Brano proposto:
──────────
Il voto della Lega e di Fratelli d’Italia nel Parlamento europeo a favore di Orbán e del regime ungherese indicano con chiarezza da quale parte della barricata sta l’estrema destra italiana. Non c’è nulla di male.
Si può essere contro la Ue, contro il sistema di garanzie dello stato di diritto, contro le libertà che vengono quotidianamente negate in Ungheria e Polonia, contro il sistema di valori europei.
Nelle vere democrazie il dissenso è legittimo. Basta dirlo. Quello che non si può fare, però, è cercare di conquistare il potere conferito da libere elezioni dissimulando la propria natura e le proprie convinzioni: la democrazia è un campo di gioco sul quale è vietato barare.
Ma la vera domanda che dovremmo porci è perché Meloni e Salvini abbiano deciso di gettare alle ortiche la maschera moderata con cui avevano scelto di presentarsi agli elettori. Se, come dice il co-fondatore di Fratelli d’Italia Guido Crosetto, «a Giorgia Meloni dell’Ungheria non interessa nulla», perché buttare al vento mesi di interviste tranquillizzanti ai grandi giornali internazionali, di convegni e incontri più o meno pubblici con l’establishment finanziario, di mezze apostasie come quella sulle radici fasciste del partito?
──────────
Dettagli del problema:
Per favore, continua il brano sul voto di Lega e Fratelli d'Italia a favore di Orbán, ripartendo subito dopo la sua ultima frase.

Righe di dati:
──────────
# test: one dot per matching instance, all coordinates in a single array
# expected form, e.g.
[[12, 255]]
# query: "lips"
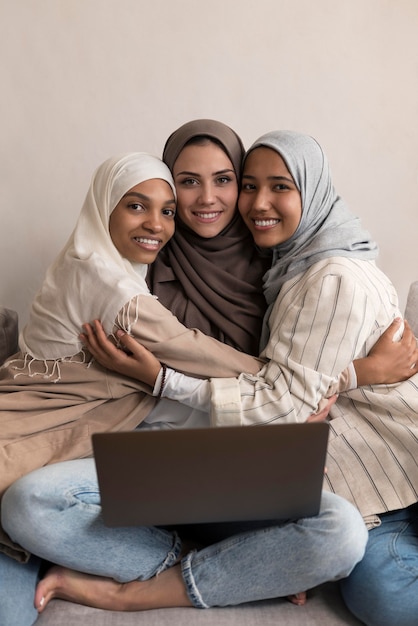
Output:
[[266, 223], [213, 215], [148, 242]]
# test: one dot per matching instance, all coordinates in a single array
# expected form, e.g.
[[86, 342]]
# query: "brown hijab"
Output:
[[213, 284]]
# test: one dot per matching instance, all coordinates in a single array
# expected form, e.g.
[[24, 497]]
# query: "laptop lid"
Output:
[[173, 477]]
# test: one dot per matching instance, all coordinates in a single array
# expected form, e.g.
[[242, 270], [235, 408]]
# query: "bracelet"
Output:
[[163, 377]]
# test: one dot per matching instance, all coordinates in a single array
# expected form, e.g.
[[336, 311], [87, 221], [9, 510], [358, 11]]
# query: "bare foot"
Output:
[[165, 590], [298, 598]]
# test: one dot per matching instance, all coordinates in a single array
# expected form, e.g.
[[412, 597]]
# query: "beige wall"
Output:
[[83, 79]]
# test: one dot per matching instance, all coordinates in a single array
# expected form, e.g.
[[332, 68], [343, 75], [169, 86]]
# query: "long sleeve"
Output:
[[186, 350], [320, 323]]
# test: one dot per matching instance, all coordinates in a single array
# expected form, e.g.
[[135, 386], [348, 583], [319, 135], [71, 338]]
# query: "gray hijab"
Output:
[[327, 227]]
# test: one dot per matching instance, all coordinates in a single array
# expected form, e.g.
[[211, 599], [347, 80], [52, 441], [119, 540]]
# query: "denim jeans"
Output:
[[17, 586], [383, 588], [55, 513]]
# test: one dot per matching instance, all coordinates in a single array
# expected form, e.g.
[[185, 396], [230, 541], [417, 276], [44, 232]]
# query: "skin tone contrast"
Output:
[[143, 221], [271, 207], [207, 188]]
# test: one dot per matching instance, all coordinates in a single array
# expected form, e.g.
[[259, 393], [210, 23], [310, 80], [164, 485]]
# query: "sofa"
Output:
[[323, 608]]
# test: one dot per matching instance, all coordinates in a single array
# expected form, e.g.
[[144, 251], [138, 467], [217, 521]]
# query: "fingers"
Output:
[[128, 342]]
──────────
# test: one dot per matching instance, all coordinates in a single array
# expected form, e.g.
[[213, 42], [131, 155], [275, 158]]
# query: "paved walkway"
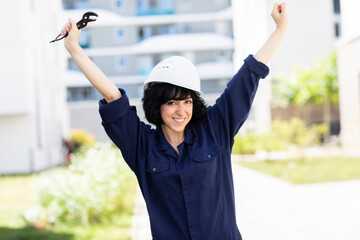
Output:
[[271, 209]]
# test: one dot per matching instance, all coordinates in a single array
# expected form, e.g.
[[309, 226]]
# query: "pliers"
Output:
──────────
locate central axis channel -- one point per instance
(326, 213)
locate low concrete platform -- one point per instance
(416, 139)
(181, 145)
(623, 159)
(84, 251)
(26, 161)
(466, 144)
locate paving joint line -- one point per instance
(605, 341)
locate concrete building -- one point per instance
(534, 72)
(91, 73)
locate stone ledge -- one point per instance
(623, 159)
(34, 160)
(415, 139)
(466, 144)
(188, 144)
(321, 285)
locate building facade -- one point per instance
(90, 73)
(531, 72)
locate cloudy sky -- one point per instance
──────────
Risultato del compito:
Mario Draghi ha ragione da vendere quando cerca di spiegare a Meloni che «l’interesse nazionale dell’Italia», tanto caro alla leader del cartello di destra, sta nell’alleanza con Paesi democratici come la Francia e la Germania, e non con regimi autoritari come l’Ungheria e la Polonia.
Ma forse, per una volta, il capo del governo pecca di ingenuità nell’indicare le evidenti opportunità di tale scelta di campo. L’opportunismo di Meloni e Salvini, infatti, si limita strettamente alla dissimulazione necessaria durante la campagna elettorale. Per il resto, sia l’uno sia l’altra sanno perfettamente di essere pedine cruciali nella sfida globale che ha per posta il futuro delle democrazie liberali. E giocheranno fino in fondo la loro partita.
Oggi una larga parte del Pianeta, a cominciare dalla Russia e dalla Cina, è impegnato in questo braccio di ferro che si combatte dentro e fuori i confini dell’Occidente. E se gli Stati Uniti sono alle prese con il fantasma incombente di Trump, che ha gestito il ridimensionamento dell’egemonia americana dalla Siria alla Libia all’Afghanistan, l’Europa deve misurarsi con gli amici dell’ex presidente americano a Budapest, a Varsavia, ma anche a Parigi, a Madrid e soprattutto a Roma.
La decisione della Commissione, annunciata da Ursula von der Leyen nel suo discorso sullo stato dell’Unione, di voler lanciare una legge sulla libertà dei media e uno strumento per smascherare le ingerenze esterne nella politica dei Paesi Ue dimostra che Bruxelles è ormai ben consapevole della portata e della natura della sfida in atto.
Anche la risoluzione del Parlamento europeo, secondo cui l’Ungheria non può più considerarsi una democrazia, è la riprova che i partiti democratici hanno capito come la sfida lanciata contro il sistema di valori della Ue non debba più essere ignorata. Meloni e Salvini sono parte integrante di questa sfida. Ecco perché non possono, e non vogliono, dissociarsi dal regime di Orbán .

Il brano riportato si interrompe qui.